SOSYAL OLMAK (HALKÇILIK)
İslam mektebinin sosyal ilkelerinden ve müslümanlık ahlâkının gereklerinden biri de halkçılıktır. Yani, halkla birlikte olmak, halk için olmak, başkalarına hizmet etmek ve başkalarının dertleri, sıkıntıları, gamları ve mutluluklarına ortak olmak. Yoldaşlık ve hemdert olmak, başkalarıyla aynı kaygıları taşımak ya da adına ne derseniz deyin, hiç fark etmez. Gerçeklerin hepsi birdir. Yani; kendini başkalarının yanında, onların dert ortakları olarak görmek ve bilmektir.
Bu, bir müslümanın sosyal hayatının şifre ve sırrıdır. O müslüman için, bir halkçılık üssü olup halktan şefkat, rahmet, sevgi ve himaye görmesine sebep olur.
Balık suyla hayat bulduğu gibi sosyal bir müslüman da, başkalarıyla olan güzel ilişkileriyle hayat bulur.
Bu zemini, mevkii ve üssü insan için oluşturan davranışların ve tutumların neler olduğu tespit edilmelidir.
Bir müslümanın hedefi, halka daha çok hizmet etmek olursa, onun yolunu ve şifrelerini öğrenmelidir.
Halkçılık yani sosyal olmak, işte bu yollardan biridir.
HALKÇILIK NİŞANELERİ
Halkçılık nişanelerini ve bu iyi sıfatın göstergelerini tanınmadan, onun şifresini elde etmek mümkün değildir.
Başkalarını etkileyen ve cezbeden tavır ve davranışlar nelerdir? Halka hizmet etmek ve onlarla hemdert olmak için daha başarılı olmaya sebep olan o cezp edici haslet ve ruh haletleri nelerdir?
Bu nişane ve göstergelerden bazıları şunlardır:
1- Güzel Ahlâk
Güzel ahlâk, başkalarını muhabbet tuzağında esir eden bir kementtir. Güzel bir diyalogdan hoşlanmayan ve bir insanın cazip tavırlarından etkilenmeyen kimse var mıdır?
İmam Sadık (a.s)’a sordular: “Güzel ahlâkın haddi ve sınırı nedir?”
Buyurdu: “Ahlâkını yumuşatman, sözlerini temizlemen ve din kardeşlerinle açık ve güler bir yüzle karşılaşmandır.”[1]
Açık ve güler yüzlülük, Allah Resulünün en bariz sıfatlarındandı. İnsanları İslam’a çeken ve onları İslam Peygamberi’nin şahsına hayran bırakan da yine bu sıfat idi.

Veri kayıtları:
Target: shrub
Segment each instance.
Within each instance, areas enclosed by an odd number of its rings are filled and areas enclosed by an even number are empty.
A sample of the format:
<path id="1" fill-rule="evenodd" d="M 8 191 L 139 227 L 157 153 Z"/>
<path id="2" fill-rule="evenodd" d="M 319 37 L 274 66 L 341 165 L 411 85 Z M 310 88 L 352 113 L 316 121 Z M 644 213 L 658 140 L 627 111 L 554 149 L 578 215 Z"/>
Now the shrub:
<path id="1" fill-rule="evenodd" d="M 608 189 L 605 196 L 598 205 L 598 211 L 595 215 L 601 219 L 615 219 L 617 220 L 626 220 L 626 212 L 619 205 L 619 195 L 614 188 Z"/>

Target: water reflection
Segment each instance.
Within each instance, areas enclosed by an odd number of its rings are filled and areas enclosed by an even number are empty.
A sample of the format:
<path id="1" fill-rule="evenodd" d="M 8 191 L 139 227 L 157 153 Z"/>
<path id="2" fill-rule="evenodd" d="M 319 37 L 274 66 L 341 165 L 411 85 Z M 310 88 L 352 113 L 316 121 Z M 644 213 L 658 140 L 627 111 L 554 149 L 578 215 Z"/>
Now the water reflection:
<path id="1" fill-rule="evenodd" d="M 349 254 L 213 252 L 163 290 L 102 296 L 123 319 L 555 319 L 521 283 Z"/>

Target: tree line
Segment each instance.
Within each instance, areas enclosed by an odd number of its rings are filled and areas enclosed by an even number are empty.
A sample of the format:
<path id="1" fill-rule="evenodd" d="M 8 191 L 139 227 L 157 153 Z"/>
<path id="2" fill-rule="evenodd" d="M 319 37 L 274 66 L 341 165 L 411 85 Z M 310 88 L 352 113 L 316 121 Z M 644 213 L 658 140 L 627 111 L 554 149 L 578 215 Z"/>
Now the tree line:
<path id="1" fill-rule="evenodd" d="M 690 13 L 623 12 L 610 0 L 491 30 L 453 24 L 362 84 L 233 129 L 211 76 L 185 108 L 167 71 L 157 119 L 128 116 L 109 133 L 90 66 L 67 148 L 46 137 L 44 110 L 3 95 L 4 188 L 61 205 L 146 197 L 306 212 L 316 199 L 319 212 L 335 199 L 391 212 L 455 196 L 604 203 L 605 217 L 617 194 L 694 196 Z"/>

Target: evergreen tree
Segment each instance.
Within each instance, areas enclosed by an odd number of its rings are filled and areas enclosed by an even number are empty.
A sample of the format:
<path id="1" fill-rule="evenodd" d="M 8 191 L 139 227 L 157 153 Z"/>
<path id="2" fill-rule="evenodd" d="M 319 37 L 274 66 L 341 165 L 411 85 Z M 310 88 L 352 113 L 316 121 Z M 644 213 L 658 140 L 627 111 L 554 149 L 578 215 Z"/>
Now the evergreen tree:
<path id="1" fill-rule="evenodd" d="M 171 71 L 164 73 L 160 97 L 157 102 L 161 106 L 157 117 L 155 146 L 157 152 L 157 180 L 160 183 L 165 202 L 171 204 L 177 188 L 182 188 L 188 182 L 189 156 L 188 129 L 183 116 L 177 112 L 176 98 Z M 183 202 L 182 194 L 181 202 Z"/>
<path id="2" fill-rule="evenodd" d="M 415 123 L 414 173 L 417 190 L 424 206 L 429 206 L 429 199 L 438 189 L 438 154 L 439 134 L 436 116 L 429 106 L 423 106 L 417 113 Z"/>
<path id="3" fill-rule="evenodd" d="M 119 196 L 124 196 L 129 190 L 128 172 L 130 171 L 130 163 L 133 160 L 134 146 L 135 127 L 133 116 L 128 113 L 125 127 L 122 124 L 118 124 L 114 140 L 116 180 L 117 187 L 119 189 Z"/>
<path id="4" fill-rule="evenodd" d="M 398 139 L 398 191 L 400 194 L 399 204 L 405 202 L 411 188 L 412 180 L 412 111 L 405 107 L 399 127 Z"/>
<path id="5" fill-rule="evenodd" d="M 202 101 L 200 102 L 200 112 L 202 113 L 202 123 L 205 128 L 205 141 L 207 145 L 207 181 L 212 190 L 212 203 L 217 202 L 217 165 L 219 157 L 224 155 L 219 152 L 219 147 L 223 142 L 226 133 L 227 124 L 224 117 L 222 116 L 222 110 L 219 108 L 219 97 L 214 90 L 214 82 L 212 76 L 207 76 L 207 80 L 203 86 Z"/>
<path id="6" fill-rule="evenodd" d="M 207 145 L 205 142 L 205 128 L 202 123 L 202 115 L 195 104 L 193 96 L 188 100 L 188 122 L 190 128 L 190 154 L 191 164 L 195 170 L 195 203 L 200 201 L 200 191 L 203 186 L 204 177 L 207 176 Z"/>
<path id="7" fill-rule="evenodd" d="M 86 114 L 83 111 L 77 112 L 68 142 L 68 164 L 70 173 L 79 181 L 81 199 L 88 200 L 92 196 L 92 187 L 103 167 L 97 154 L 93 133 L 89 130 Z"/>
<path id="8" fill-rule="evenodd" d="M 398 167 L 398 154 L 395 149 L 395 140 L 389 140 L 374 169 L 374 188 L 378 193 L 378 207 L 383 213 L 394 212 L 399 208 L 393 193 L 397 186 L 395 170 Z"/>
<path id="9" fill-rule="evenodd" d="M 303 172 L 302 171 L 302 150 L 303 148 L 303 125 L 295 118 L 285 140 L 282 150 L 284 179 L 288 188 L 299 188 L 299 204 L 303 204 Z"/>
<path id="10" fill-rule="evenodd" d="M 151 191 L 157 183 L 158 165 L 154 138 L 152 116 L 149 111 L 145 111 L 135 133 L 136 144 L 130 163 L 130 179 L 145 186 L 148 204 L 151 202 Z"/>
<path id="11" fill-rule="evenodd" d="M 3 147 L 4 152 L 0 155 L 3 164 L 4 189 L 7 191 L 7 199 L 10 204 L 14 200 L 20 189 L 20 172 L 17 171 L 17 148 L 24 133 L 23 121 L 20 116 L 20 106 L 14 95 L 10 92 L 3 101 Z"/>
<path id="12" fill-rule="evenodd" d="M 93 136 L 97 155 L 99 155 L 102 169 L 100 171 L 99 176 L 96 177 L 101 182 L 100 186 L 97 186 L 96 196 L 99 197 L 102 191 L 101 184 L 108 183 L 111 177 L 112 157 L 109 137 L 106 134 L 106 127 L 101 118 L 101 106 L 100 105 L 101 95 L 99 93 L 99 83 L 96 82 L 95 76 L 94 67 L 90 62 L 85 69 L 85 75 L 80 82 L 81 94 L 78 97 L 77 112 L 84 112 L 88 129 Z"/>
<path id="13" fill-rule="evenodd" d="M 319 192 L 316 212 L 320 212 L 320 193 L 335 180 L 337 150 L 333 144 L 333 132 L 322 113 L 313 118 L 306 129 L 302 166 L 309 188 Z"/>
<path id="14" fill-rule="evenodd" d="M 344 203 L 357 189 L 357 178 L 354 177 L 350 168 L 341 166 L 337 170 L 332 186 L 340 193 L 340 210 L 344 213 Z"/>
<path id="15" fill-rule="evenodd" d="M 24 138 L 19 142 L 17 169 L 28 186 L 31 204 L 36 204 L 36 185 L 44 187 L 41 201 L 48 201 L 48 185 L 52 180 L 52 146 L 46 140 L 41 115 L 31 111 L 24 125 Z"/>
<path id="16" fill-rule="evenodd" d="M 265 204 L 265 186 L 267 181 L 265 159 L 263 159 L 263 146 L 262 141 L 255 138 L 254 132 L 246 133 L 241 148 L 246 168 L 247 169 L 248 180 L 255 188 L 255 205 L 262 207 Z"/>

Yönergeler:
a) Halkçılık metnine göre sosyal bir müslüman halktan neler görür? Hepsini sırala.
b) Halkçılık metninde "Bu zemini, mevkii" sözleriyle açılıp "bu yollardan biridir." ile kapanan bölümü, "hedefi" yerine "amacı" koyarak yeniden yaz.
c) Halkçılık üzerine yazılmış metni kaldığı yerden sürdür.
Satırlar metinden bağımsız, ayrı bir malzemedir.

Görev çıktıları:
a) şefkat, rahmet, sevgi, himaye

b)
Bu zemini, mevkii ve üssü insan için oluşturan davranışların ve tutumların neler olduğu tespit edilmelidir.
Bir müslümanın amacı, halka daha çok hizmet etmek olursa, onun yolunu ve şifrelerini öğrenmelidir.
Halkçılık yani sosyal olmak, işte bu yollardan biridir.

c)
Allah-u Teâla, kendi Resulü hakkında şöyle buyurmaktadır:
“Allah’ın rahmeti sayesinde onlara yumuşak davrandın! Eğer kaba ve katı yürekli olsaydın, hiç şüphesiz etrafından dağılıp giderlerdi.”[2]
Allah-u Teâla ayetin devamında şöyle buyurmaktadır:
“Öyleyse onları affet; onların bağışlanmalarını dile, iş hakkında onlara danış.”
Demek ki, “affetmek”, “bağışlama dilemek” ve “istişare yapmak” güzel ahlâkın, halkı gözetmenin ve cazip davranışların diğer örnekleridir. Çünkü bu, insanlara itimat etme ve onlara değer vermenin bir şeklidir. Aynı zamanda böyle davranış, şahsın cazibe etkenidir.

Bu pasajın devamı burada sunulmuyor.